- _Prompt_: Provide only the number of lines below in which the string "unopened" occurs.
─── Dataset
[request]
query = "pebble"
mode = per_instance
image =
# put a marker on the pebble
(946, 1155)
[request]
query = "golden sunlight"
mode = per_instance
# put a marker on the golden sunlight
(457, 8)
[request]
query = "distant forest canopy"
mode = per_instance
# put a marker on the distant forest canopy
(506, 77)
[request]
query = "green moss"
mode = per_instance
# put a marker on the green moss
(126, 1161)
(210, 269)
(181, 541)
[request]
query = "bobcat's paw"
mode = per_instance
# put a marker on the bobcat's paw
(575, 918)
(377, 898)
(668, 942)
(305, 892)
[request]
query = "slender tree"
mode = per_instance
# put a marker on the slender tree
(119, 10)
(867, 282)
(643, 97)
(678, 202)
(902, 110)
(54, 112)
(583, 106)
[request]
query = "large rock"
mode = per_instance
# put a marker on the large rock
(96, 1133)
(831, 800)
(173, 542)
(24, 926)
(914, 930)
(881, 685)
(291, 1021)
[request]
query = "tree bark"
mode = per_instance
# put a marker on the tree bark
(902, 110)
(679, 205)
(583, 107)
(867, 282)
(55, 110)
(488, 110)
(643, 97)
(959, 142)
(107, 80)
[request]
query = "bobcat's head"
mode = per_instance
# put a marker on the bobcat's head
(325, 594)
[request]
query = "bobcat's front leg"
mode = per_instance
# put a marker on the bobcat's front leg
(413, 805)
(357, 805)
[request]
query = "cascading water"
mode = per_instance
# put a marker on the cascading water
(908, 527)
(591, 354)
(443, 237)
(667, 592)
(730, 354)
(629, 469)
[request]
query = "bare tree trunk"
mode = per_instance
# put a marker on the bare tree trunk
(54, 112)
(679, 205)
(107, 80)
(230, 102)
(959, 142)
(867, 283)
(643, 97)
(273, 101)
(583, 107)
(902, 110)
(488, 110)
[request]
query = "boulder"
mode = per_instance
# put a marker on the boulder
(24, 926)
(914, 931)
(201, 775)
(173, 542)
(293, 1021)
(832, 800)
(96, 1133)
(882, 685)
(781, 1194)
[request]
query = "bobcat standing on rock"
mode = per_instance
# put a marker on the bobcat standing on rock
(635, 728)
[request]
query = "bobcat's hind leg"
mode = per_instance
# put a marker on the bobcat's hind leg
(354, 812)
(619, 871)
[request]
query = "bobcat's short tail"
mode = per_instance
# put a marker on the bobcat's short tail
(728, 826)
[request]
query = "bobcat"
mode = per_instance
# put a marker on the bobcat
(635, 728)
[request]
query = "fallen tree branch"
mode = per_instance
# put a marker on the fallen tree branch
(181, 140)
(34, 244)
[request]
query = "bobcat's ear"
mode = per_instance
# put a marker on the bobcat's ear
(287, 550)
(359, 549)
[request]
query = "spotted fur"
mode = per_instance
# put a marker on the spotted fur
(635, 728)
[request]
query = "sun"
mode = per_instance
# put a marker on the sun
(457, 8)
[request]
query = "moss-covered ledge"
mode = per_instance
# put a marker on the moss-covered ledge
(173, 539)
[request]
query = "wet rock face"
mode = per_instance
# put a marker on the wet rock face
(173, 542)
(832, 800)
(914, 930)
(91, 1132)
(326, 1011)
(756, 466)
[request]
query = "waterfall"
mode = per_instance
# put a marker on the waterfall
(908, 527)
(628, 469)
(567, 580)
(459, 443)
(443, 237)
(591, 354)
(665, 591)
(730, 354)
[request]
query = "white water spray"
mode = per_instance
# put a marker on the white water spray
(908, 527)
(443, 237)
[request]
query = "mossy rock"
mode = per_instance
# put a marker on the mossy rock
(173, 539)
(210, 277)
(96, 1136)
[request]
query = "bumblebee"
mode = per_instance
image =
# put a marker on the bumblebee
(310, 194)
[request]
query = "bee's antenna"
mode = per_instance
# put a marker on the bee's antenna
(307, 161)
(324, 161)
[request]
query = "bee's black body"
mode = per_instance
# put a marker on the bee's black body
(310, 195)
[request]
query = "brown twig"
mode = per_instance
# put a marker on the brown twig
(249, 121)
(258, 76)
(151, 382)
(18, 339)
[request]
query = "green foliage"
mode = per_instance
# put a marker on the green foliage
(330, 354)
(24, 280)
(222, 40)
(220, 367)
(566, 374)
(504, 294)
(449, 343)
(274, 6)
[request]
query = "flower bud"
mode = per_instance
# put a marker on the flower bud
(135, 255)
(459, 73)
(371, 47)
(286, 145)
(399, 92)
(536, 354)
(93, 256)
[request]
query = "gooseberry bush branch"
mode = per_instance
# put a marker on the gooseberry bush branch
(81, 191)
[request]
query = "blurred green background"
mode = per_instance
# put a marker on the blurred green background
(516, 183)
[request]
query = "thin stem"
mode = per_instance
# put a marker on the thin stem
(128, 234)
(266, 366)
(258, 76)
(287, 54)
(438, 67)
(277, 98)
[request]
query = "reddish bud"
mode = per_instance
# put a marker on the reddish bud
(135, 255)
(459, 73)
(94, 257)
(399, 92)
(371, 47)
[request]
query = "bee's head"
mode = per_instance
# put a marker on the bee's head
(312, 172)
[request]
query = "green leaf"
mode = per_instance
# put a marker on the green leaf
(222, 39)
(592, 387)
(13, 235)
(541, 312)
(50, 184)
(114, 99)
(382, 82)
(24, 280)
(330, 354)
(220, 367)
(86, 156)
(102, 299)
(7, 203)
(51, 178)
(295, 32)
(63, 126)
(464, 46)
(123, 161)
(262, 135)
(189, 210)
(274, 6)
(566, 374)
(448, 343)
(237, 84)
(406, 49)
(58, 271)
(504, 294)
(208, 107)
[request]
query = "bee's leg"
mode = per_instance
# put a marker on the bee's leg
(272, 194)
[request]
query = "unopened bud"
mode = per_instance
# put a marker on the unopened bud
──────
- _Task answer_: 2